─── Source extract
Heard on The Judges: localisms

Wilson Gray hwgray at GMAIL.COM
Fri Jan 23 13:27:22 UTC 2009


No doubt, Ron. And, also on The Judges, I heard a forty-ish white male
speaker with a down-home accent say:

"I was really pissed _behind_ that!"

"Behind" = "as a consequence of" is "standard" in BE, but this was the
first time that I've ever heard a white person use it.

Another minor anomaly is the fact that my mother, who otherwise speaks
as you would expect - a whole lot like Judge Jenny, but with more of a
drawl (the judge is young enough to be my daughter and from Atlanta;
my mother is 97) - pronounces "closet" as [klazIt]. I've never been
able to figure out why she doesn't say [klOwzIt]. It's about as
strange as hearing FDR use "y'all" while otherwise retaining the
dialect that we know he had.

-Wilson
–––
All say, "How hard it is that we have to die"---a strange complaint to
come from the mouths of people who have had to live.
-----
-Mark Twain



On Thu, Jan 22, 2009 at 2:01 PM,  <RonButters at aol.com> wrote:
> ---------------------- Information from the mail header -----------------------
> Sender:       American Dialect Society <ADS-L at LISTSERV.UGA.EDU>
> Poster:       RonButters at AOL.COM
> Subject:      Heard on The Judges: localisms
> -------------------------------------------------------------------------------
>
> I'm pretty sure that this is a feature of rural speech in areas of the upper=
> =20
> South among whites as well.
>
> In a message dated 1/22/09 1:46:53 PM, bgzimmer at BABEL.LING.UPENN.EDU writes:
>
>
>> On Thu, Jan 22, 2009 at 12:35 PM, Wilson Gray <hwgray at gmail.com> wrote:
>> >
>> > Twenty-year-old black youth from Houston:
>> >
>> > "Yes, your honor. That's why I come out her (i.e. 'here')."
──────
─── Given data
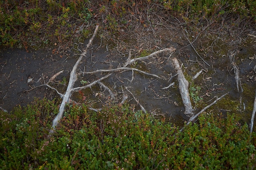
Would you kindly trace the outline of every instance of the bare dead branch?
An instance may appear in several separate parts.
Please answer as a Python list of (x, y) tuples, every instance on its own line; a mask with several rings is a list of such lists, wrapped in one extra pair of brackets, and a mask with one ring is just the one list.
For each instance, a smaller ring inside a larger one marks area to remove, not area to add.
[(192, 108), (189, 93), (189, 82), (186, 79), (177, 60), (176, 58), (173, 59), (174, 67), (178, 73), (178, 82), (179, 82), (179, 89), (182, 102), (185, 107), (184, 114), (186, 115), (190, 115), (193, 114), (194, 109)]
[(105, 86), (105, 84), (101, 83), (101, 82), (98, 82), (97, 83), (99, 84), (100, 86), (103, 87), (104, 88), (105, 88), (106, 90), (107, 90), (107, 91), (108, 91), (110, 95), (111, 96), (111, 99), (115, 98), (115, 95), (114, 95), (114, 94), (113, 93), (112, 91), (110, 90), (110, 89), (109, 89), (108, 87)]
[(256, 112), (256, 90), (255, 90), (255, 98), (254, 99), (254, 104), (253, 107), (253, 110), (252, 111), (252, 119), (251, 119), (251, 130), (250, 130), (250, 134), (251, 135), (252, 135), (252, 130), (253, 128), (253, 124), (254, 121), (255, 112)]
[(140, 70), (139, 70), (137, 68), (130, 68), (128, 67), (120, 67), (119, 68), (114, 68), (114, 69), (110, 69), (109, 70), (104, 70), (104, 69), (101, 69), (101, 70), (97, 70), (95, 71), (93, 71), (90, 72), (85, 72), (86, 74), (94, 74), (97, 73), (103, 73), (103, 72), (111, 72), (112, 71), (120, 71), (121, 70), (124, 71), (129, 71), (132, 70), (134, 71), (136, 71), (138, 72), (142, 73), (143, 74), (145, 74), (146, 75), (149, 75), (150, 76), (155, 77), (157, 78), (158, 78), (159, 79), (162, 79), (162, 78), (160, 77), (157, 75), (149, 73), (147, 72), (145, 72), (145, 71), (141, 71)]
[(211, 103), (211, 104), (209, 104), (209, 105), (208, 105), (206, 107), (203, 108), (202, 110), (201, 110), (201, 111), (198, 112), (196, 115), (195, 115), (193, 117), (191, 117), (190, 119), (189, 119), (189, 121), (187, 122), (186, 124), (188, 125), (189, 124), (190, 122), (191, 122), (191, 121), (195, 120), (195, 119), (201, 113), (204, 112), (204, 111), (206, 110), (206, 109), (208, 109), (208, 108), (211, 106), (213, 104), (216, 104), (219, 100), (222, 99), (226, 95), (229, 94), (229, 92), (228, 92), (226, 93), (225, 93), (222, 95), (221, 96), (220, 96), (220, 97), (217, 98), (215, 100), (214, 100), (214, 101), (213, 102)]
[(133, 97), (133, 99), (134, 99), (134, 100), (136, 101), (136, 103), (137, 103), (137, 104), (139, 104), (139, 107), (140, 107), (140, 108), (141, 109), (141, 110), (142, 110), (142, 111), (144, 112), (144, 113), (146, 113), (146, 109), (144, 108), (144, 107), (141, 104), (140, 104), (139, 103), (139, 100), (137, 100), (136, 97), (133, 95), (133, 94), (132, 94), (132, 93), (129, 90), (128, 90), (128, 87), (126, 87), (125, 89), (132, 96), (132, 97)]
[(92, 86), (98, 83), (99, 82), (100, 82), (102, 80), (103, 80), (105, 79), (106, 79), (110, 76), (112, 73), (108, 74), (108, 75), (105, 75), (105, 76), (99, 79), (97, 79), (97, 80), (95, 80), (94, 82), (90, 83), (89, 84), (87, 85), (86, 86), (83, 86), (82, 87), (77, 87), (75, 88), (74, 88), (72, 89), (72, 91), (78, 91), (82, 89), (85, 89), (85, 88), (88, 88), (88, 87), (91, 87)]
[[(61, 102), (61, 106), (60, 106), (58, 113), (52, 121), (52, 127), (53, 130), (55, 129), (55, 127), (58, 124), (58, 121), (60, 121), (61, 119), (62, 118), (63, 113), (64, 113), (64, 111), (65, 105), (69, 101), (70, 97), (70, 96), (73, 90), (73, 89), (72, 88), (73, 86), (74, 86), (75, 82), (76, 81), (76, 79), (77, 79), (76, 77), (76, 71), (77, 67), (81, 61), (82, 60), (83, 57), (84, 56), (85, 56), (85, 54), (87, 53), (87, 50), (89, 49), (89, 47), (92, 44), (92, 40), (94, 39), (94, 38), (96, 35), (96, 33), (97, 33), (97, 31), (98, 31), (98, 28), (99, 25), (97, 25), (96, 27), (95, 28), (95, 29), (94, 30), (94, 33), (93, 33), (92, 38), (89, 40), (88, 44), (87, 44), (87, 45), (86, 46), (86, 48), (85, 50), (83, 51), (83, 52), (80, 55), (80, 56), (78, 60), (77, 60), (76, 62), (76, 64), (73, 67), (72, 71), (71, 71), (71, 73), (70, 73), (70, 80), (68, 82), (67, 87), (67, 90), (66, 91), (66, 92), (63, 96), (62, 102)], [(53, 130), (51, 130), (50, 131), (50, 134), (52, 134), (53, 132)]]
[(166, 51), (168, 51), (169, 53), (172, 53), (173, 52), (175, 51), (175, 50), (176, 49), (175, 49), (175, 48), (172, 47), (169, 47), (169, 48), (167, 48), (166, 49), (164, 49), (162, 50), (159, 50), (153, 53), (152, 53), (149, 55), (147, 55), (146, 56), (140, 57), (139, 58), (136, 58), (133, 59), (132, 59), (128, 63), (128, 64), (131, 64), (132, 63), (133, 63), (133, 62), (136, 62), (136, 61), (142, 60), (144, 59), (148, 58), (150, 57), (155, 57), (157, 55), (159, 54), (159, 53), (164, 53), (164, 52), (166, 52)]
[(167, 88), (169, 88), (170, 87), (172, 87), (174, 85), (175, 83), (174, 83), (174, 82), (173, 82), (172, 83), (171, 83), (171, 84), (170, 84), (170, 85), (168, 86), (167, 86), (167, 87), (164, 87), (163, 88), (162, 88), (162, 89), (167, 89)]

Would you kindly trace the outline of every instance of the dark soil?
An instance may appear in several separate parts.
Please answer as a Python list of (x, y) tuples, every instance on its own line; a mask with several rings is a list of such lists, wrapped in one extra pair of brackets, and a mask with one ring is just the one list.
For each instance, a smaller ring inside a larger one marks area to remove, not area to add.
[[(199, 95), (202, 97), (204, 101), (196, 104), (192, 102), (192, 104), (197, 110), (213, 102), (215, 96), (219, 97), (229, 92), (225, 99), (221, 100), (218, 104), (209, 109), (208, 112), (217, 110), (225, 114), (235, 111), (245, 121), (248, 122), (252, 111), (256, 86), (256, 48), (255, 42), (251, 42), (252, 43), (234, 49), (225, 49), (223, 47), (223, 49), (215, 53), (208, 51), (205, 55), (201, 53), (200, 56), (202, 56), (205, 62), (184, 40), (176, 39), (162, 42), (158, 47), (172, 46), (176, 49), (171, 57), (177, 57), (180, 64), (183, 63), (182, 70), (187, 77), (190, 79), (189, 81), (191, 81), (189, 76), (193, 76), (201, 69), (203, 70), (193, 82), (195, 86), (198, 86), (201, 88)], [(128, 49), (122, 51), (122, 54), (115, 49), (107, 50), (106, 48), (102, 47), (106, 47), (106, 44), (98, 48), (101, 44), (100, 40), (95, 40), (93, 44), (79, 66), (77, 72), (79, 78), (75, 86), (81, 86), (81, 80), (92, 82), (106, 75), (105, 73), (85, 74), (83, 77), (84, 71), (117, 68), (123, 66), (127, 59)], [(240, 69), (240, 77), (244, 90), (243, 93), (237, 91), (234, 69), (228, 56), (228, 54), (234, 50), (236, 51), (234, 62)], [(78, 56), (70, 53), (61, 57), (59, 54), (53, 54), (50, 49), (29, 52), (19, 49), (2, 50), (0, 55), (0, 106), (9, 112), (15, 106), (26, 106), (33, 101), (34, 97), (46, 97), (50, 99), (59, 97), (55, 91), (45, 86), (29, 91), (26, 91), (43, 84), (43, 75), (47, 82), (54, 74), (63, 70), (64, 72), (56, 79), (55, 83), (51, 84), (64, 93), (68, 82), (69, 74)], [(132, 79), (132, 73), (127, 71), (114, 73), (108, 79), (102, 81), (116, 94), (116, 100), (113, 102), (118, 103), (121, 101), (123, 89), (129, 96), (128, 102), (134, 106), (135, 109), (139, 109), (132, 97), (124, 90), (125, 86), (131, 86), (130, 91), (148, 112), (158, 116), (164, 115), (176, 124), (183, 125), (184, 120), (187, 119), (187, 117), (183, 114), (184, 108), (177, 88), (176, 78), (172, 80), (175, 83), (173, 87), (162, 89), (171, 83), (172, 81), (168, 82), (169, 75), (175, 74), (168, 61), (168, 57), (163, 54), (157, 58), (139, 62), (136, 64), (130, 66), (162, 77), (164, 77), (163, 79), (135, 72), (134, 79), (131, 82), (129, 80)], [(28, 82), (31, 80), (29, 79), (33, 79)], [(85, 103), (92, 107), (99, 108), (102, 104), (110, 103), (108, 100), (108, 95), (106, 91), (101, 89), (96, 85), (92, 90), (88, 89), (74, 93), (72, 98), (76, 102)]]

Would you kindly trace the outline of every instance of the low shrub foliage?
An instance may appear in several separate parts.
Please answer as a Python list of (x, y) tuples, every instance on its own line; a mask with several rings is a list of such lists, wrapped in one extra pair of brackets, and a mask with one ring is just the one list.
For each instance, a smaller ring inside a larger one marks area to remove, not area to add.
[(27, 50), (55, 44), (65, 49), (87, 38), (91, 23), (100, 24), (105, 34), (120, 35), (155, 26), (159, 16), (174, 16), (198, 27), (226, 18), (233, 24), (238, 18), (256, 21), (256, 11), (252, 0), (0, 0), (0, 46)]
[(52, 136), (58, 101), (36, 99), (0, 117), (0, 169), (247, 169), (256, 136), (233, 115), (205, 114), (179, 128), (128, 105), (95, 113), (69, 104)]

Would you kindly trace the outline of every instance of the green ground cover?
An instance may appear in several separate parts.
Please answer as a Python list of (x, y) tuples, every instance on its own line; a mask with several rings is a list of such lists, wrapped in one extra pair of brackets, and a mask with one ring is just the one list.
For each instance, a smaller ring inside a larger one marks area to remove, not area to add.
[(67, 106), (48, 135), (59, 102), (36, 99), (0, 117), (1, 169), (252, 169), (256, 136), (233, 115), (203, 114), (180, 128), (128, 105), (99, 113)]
──────
─── Given data
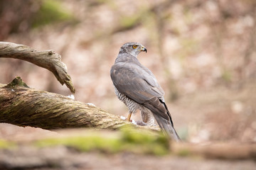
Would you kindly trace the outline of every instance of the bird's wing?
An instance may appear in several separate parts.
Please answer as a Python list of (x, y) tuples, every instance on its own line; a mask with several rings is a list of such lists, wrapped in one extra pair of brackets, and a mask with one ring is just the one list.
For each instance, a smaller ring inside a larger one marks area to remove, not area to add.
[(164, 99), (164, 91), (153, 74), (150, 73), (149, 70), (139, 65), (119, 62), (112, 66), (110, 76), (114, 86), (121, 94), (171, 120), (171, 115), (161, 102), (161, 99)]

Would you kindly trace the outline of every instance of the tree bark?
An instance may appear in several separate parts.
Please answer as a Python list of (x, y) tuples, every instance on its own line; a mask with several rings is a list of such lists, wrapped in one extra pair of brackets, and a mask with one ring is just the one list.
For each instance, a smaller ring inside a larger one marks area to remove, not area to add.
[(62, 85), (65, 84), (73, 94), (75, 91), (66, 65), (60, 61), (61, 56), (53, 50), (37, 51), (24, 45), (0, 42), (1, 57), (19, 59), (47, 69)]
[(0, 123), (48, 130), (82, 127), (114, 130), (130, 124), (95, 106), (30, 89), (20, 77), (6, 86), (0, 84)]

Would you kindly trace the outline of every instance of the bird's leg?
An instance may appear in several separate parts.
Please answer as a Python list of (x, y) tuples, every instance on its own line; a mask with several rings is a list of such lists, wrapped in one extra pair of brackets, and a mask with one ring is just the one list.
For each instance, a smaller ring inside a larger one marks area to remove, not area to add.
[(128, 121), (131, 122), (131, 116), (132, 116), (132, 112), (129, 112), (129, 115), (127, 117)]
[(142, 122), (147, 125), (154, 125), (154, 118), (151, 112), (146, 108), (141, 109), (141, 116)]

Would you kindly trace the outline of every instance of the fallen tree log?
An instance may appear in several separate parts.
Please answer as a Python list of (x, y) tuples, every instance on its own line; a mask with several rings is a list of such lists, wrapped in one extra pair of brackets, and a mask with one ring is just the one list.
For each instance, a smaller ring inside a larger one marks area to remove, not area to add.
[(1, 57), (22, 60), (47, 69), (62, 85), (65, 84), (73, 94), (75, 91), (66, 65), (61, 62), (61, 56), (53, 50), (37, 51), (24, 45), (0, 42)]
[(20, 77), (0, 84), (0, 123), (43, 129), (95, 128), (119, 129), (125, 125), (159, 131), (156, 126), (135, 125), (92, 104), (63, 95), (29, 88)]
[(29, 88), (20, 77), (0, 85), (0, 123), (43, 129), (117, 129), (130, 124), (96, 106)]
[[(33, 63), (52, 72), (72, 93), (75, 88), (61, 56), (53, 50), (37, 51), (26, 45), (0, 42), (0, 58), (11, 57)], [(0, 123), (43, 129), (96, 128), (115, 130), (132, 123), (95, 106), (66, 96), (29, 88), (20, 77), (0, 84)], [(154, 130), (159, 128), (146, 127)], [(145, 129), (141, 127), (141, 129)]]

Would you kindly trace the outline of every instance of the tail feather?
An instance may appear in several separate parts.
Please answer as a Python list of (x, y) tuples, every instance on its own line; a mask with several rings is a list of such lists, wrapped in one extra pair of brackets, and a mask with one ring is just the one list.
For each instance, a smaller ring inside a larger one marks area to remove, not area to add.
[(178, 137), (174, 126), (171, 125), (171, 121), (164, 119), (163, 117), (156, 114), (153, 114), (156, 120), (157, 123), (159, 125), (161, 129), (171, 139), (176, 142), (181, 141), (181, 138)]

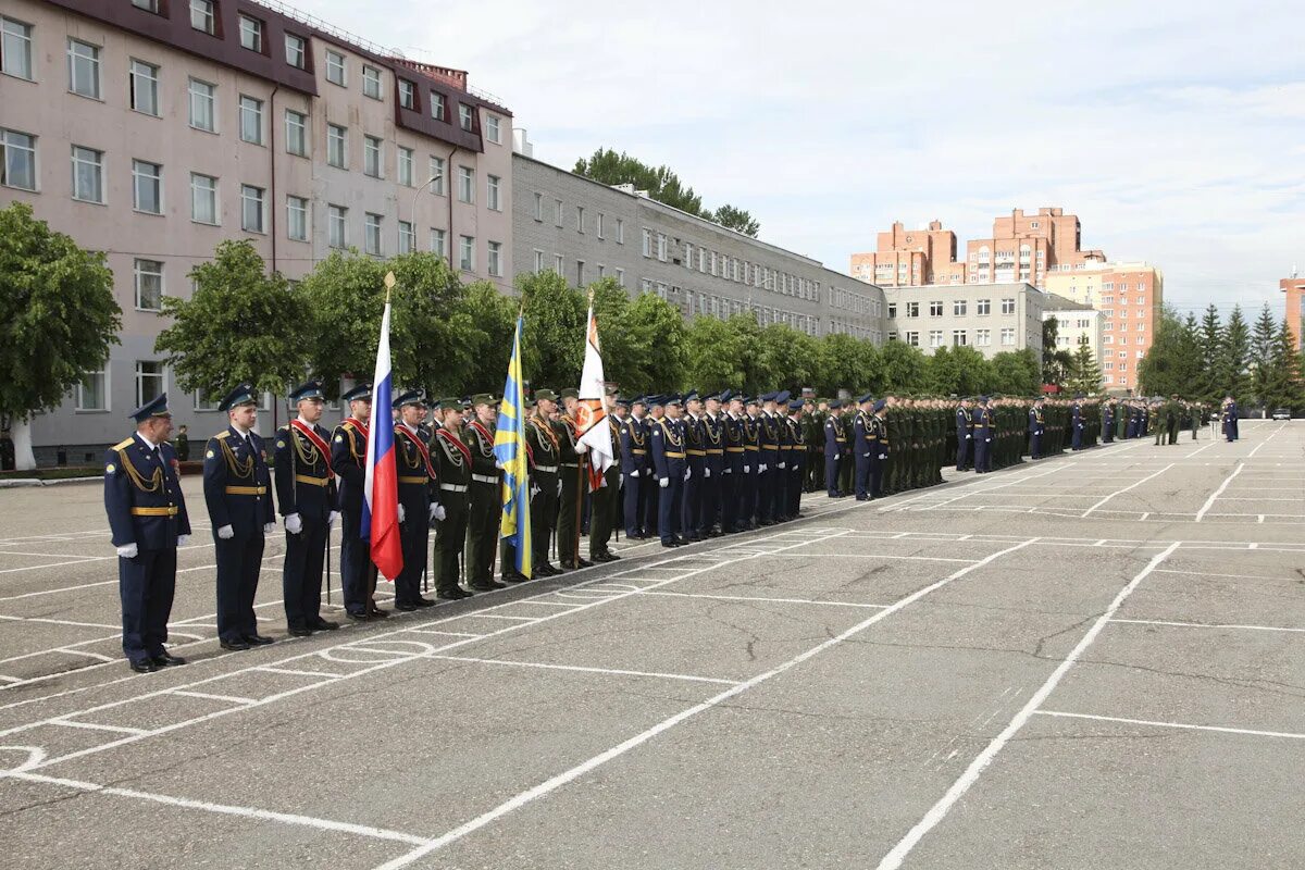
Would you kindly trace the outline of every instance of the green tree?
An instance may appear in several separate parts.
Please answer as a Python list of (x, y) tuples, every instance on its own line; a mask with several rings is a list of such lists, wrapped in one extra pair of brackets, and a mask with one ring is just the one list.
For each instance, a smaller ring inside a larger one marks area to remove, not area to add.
──────
(Task list)
1/ Translate this sentence from the post on localisms into Spanish: "It's about as strange as hearing FDR use 'y'all' while otherwise retaining the dialect that we know he had."
2/ Repeat the passage of the post on localisms that opens with the words containing "Another minor anomaly" and closes with "had to live.", reproducing it character for character.

(Exercise results)
1/ Es más o menos tan extraño como oír a FDR usar "y'all" sin dejar de conservar el dialecto que sabemos que tenía.

2/
Another minor anomaly is the fact that my mother, who otherwise speaks
as you would expect - a whole lot like Judge Jenny, but with more of a
drawl (the judge is young enough to be my daughter and from Atlanta;
my mother is 97) - pronounces "closet" as [klazIt]. I've never been
able to figure out why she doesn't say [klOwzIt]. It's about as
strange as hearing FDR use "y'all" while otherwise retaining the
dialect that we know he had.

-Wilson
–––
All say, "How hard it is that we have to die"---a strange complaint to
come from the mouths of people who have had to live.